*EXTRACTED TEXT*
· · · ·
The most significant contribution of the present study was its exploration of roles of visuospatial and linguistic WM in generating bridging inferences during sequential narrative comprehension. Experiment 2 provided clear support for the shared systems hypothesis in that both visuospatial and verbal loads attenuated the inference effect (i.e., longer viewing times in the bridging-event-absent rather than present condition). This is consistent with a general assumption of SPECT (Loschky et al., 2014, 2015), namely that front-end perceptual processes involved in encoding, here visuospatial relations, are important for back-end processes in memory involved in mental model construction, here bridging inference generation. Exactly how visuospatial WM processes supported bridging inference generation cannot be determined from this study. However, we speculate that the visuospatial mapping of entities across pictures using WM may signal when a bridging inference is necessary. Either a high or a low degree of overlap in entities’ spatial arrangement across pictures would suggest no bridging inference is needed. High overlap would indicate no gap needing an inference to fill it (e.g., “moment-to-moment” panel-to-panel transitions in comics; McCloud, 1993). Repetition of agents and objects helps perceiving continuity of events (Saraceni, 2001). Low overlap would often indicate a transition to a new story episode (e.g., “scene-to-scene” transitions; McCloud, 1993), leading to shifting to build a new event model (Gernsbacher, 1990; Zacks & Tversky, 2001; Zacks, Tversky, & Iyer, 2001), which is beyond the scope of bridging inferences. Thus, we propose that bridging inference generation is triggered when visuospatial processes detect moderate perceptual feature overlap (e.g., entities, spatial–temporal locations) and the depiction of different events (e.g., Boy running down the hill to catch the frog, Boy in the water, similar to McCloud’s 1993, “action-to-action” transitions; see also Saraceni, 2001). This testable hypothesis warrants further study.
The fact that both load conditions attenuated bridging inferences is consistent with VLT’s claim that language systems support sequential narrative comprehension (Cohn, 2013a, 2014), but how? Again, the current study was not designed to answer this question. However, we propose that an important aspect of both the visuospatial and verbal load tasks in Experiment 2 was that participants had to maintain sequences in WM. Our results are consistent with the claim that general systems that process hierarchically structured sequencing in language also support processing of hierarchically structured sequences of images in sequential narratives (Cohn, 2013a, 2014).
· · · ·
*LISTING*
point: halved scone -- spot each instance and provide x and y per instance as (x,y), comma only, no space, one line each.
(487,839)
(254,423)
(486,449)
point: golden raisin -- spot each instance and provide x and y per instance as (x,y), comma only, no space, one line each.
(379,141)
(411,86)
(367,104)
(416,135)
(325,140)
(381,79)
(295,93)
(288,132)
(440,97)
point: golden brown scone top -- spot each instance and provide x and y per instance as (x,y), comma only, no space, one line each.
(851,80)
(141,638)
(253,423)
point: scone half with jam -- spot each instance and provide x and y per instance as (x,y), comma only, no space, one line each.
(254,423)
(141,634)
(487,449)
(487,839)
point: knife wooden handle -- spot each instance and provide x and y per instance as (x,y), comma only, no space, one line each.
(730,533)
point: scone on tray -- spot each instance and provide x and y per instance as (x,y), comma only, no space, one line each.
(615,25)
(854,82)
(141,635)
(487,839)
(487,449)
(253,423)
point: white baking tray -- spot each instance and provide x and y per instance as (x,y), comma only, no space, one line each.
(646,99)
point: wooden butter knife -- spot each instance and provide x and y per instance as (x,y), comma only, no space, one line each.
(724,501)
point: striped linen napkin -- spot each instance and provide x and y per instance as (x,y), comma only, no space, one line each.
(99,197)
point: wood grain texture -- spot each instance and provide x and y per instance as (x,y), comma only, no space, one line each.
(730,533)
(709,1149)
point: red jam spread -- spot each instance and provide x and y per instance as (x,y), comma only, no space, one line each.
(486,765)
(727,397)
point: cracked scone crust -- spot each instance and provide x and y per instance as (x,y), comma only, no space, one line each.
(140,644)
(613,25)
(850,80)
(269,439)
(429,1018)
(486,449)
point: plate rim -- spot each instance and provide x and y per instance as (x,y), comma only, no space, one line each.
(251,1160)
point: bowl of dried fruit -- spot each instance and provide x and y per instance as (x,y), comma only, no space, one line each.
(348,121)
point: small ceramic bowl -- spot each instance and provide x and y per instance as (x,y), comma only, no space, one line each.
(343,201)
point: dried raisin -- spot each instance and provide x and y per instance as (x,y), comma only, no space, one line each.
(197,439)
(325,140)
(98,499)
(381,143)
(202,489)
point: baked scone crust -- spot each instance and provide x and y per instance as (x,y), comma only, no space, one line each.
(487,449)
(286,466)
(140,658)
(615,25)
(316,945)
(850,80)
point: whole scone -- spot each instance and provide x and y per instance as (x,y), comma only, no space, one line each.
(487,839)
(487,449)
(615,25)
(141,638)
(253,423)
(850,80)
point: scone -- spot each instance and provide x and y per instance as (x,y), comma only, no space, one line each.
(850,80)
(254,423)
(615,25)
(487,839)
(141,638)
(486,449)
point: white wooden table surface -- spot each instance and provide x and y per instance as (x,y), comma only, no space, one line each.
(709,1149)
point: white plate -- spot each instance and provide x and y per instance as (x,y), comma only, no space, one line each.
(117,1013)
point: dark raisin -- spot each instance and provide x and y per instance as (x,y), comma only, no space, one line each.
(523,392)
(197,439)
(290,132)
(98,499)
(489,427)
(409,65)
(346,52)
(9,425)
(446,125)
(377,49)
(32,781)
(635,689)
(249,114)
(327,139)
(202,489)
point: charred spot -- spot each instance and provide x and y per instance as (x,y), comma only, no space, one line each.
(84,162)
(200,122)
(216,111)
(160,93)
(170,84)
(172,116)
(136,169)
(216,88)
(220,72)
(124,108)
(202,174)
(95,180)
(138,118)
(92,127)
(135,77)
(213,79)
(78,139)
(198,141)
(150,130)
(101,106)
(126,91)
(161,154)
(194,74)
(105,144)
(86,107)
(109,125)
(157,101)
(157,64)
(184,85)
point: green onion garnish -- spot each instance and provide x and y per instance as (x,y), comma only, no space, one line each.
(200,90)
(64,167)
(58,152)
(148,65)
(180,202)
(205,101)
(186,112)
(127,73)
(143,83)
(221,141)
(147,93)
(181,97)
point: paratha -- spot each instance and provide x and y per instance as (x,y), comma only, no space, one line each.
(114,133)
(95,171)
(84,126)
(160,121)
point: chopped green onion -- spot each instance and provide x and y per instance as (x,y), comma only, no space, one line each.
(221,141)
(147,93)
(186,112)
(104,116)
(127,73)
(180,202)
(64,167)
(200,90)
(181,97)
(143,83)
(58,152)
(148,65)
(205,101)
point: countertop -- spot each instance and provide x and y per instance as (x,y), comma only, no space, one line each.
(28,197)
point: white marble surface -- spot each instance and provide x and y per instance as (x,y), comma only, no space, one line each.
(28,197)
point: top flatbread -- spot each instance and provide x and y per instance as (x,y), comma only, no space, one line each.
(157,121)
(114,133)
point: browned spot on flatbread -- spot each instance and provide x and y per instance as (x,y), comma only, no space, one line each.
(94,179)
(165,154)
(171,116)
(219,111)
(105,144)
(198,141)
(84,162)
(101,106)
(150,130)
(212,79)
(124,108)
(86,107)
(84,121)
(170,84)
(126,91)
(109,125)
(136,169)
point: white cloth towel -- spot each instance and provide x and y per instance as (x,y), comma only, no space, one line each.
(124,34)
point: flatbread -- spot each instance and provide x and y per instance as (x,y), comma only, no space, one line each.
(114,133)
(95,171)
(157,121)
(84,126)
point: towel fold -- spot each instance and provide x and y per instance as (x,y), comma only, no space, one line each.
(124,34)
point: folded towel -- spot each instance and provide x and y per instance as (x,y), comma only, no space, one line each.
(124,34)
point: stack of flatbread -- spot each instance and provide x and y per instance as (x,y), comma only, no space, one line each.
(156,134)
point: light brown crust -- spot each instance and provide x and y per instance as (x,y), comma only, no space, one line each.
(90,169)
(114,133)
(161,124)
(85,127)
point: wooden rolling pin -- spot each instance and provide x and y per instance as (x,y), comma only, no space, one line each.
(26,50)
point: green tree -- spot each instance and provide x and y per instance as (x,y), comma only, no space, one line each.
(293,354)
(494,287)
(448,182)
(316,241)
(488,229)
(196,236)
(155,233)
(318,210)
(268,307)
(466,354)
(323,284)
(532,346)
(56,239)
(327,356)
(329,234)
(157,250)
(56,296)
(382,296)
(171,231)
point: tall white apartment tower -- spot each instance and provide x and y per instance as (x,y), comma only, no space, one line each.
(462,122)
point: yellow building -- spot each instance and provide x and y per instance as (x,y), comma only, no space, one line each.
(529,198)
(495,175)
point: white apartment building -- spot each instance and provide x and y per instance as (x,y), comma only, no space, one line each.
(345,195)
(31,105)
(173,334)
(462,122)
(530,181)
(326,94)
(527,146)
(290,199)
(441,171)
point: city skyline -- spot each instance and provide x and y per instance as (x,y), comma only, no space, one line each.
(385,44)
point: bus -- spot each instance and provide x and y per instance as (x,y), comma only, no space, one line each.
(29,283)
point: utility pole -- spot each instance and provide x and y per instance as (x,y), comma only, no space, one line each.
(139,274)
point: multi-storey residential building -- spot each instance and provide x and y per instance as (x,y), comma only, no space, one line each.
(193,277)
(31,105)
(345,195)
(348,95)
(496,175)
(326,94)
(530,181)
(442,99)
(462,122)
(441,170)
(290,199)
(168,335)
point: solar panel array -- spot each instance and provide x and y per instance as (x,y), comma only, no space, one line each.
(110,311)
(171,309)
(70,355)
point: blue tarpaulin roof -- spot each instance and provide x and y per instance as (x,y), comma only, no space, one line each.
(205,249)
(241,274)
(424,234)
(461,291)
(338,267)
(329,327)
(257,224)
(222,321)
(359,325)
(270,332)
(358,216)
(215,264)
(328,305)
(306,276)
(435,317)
· · · ·
*WHAT YOU WILL DO*
(A) From the discussion of bridging inferences, output the passage starting with "The fact that" and going on through "(Cohn, 2013a, 2014).".
(B) Based on the discussion of bridging inferences, say whether each statement agrees with the text, answering yes or no and quoting the deciding words: (i) In Experiment 2, only the verbal load attenuated the inference effect. (ii) The study could not determine exactly how visuospatial WM processes supported bridging inference generation. (iii) Low overlap in entities' spatial arrangement would often indicate a transition to a new story episode.
(C) According to the discussion of bridging inferences, what did participants have to maintain in WM in both the visuospatial and verbal load tasks in Experiment 2?

*ANSWERS PROVIDED*
(A)
The fact that both load conditions attenuated bridging inferences is consistent with VLT’s claim that language systems support sequential narrative comprehension (Cohn, 2013a, 2014), but how? Again, the current study was not designed to answer this question. However, we propose that an important aspect of both the visuospatial and verbal load tasks in Experiment 2 was that participants had to maintain sequences in WM. Our results are consistent with the claim that general systems that process hierarchically structured sequencing in language also support processing of hierarchically structured sequences of images in sequential narratives (Cohn, 2013a, 2014).

(B)
(i) No: "both visuospatial and verbal loads attenuated the inference effect"
(ii) Yes: "Exactly how visuospatial WM processes supported bridging inference generation cannot be determined from this study."
(iii) Yes: "Low overlap would often indicate a transition to a new story episode"

(C) Sequences.